Moreover, by intensive breathing and visualization practices, and by intentionally arousing passion and then inhibiting orgasm, we can stir up from the depths our unconscious and become more aware, just as everything in the rear of our car flies forward when we abruptly brake the speeding vehicle. But please be careful when playing with such powerful practices; they can be dangerous.
The mind is an excellent mirror, actually. You hardly need an external mirror. In your own mind, try to conjure up that you're talking to yourself -- visualize, imagine, conjure it up -- and see the effects. Explore for yourself how empty and meaningless are your habitual reactions to illusory feedback, such as praise and blame. Through such investigation, the whole notion, the solid notion of others and oneself, might become more diaphanous, perforated, transparent, and you arrive at a more spacious and easy place with yourself. This is where tantric visualizations lead. They are powerful ways of loosening and retooling your self-concept.
Then we have to take this into life, by applying it in life. Let's start to see through some of the echoes we hear around us. As it is said in the Diamond Sutra, "See everything like a dream, like an echo, like a phantom or mirage." This is a way we can practice applying it, so we get used to it. We can in this way learn to have a little more space to choose before just blindly reacting. We can be aware of how much of that echo we need to take in and how much we don't. Through enhanced awareness, you get to vote also, not just being bossed around by habitual propensities. There is no need to continuously be caught up in the stale, old patterns of thinking and relating; thinking you're good enough or not, beautiful or not, worthy or unworthy, young, old, whatever. Usually, we just react and feel caught in situations, in the reactivity of stimulus and instant response. With this practice you become more proactive, more free, and can consciously play with waking, daytime dreams as well as night-time dreams. You can also provoke feedback from the universe that can liberate your own sense of being bound by circumstances. As Tilopa said, "It's not outer circumstances or conditions that entangle us, Naropa, it's internal clinging and fixations that entangle us." This is quite profound.
In Tantra we find ourselves celebrating, appreciating everything as part of the path, and intentionally play with reality. To genuinely celebrate implies to be grateful for and appreciative of everything just as it is. We don't necessarily need to withdraw from the surface of appearances and everyday things to find something deeper. We can just enter freely through everything, knowing everything as transparent, everything as clear light, everything as luminous. Marpa, Milarepa's guru, said, "Yes, it's true that my klesas (negative emotions) are as if engraved in stone." (Don't we all feel it's hard to change our habits?) So Father Marpa said, "It feels like my kleshas, my negative emotions and hang-ups, are engraved in stone. But even stone won't be there forever; it is clear light. They are luminously transparent, even now."

Examples of point labeling
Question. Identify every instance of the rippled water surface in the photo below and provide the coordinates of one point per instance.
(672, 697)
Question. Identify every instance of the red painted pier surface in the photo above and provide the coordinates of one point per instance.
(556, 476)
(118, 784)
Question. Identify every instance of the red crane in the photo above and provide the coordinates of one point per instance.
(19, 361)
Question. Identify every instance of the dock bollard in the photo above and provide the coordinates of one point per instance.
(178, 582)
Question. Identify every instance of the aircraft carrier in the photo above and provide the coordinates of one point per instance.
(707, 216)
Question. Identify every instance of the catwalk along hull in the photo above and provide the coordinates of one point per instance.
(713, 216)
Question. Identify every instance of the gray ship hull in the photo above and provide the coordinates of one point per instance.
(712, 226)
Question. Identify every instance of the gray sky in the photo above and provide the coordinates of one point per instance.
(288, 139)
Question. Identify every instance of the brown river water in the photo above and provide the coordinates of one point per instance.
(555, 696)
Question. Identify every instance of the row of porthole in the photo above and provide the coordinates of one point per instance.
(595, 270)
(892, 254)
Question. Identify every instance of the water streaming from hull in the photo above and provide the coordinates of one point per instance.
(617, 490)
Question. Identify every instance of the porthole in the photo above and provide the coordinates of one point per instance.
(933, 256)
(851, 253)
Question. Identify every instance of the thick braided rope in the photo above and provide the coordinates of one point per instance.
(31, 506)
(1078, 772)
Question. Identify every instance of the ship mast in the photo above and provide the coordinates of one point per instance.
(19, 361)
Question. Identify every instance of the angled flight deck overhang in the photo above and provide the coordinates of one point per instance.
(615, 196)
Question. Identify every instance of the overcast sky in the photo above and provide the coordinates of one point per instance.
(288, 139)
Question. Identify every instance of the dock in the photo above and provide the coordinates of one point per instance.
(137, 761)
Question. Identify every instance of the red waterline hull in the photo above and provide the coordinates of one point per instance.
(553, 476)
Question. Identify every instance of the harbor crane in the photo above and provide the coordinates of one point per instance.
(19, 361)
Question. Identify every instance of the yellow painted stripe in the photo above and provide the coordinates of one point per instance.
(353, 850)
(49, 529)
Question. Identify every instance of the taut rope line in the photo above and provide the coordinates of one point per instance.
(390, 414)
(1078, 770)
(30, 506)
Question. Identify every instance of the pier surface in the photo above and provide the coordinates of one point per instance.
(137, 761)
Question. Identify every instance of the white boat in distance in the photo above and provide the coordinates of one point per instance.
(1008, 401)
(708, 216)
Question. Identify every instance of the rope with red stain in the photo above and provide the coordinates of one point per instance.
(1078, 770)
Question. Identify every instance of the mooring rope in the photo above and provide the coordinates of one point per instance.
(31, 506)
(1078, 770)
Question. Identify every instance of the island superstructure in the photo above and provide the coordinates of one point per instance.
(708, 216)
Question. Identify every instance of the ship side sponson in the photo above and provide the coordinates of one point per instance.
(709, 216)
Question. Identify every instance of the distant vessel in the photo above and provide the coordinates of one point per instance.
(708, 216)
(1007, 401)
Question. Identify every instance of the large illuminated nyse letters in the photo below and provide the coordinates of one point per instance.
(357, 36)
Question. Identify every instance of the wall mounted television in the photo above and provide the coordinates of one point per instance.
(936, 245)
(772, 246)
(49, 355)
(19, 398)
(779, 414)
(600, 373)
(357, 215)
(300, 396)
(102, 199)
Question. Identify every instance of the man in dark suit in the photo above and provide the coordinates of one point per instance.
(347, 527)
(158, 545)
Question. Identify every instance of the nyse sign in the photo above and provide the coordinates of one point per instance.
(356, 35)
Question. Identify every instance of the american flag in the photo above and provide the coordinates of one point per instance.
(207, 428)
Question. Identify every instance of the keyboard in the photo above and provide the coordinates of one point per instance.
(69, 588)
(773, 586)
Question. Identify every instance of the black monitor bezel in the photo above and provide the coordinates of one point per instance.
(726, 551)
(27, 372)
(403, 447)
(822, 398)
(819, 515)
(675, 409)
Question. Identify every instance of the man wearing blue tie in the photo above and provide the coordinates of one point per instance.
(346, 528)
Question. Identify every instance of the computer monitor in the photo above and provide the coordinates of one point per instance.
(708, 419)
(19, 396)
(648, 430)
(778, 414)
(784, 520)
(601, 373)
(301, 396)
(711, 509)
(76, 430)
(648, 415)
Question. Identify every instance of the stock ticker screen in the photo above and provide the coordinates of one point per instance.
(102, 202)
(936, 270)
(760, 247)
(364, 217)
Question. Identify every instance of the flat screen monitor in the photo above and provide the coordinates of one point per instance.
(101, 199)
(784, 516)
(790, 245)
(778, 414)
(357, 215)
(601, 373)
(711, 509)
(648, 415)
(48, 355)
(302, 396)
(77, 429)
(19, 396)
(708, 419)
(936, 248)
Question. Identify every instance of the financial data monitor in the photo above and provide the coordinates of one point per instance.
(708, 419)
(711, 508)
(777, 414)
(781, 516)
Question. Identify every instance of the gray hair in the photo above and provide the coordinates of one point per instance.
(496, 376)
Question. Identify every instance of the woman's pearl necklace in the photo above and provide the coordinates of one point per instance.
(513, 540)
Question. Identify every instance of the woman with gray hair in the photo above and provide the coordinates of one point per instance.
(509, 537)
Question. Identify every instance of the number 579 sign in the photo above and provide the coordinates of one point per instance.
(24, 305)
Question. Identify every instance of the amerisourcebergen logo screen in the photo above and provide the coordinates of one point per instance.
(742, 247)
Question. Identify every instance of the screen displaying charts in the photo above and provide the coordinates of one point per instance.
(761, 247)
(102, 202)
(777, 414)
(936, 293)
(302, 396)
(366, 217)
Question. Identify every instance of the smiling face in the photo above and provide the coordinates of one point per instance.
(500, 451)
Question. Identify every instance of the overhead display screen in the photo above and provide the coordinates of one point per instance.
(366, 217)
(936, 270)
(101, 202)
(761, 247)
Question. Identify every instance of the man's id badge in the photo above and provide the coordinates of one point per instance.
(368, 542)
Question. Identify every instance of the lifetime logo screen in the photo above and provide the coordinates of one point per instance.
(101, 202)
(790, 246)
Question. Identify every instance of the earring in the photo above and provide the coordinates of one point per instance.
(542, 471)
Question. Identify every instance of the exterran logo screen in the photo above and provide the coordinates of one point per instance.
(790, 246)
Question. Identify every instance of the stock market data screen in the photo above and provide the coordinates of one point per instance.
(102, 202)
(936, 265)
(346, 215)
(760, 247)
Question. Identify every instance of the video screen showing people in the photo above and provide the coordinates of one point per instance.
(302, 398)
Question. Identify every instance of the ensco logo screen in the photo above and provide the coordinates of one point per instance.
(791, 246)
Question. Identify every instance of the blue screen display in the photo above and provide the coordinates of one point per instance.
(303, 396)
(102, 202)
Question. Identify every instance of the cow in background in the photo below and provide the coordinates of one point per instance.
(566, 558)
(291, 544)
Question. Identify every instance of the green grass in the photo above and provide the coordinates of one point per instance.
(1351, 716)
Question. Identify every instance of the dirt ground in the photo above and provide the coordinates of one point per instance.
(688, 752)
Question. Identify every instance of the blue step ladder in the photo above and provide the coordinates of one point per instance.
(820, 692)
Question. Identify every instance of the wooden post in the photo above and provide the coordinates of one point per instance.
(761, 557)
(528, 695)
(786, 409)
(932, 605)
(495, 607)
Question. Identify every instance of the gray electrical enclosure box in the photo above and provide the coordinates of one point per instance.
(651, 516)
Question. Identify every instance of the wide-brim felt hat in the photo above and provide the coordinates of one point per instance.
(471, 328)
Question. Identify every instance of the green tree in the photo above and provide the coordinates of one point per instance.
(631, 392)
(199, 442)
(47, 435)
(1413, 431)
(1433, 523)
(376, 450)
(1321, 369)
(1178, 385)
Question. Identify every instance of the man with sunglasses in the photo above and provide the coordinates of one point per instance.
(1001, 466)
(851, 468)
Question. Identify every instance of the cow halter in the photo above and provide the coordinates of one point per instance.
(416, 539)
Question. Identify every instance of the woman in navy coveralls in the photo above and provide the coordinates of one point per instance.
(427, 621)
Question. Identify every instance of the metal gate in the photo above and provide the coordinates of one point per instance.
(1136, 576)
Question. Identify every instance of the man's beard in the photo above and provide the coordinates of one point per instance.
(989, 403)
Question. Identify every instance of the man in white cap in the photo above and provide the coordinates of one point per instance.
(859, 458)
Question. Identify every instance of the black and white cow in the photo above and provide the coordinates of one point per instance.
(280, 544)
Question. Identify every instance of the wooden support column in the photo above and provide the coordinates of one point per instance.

Task description:
Reproduce the part of the passage on tantric practice that opens with the words "The mind is" and closes with "retooling your self-concept.".

Solution for this task:
The mind is an excellent mirror, actually. You hardly need an external mirror. In your own mind, try to conjure up that you're talking to yourself -- visualize, imagine, conjure it up -- and see the effects. Explore for yourself how empty and meaningless are your habitual reactions to illusory feedback, such as praise and blame. Through such investigation, the whole notion, the solid notion of others and oneself, might become more diaphanous, perforated, transparent, and you arrive at a more spacious and easy place with yourself. This is where tantric visualizations lead. They are powerful ways of loosening and retooling your self-concept.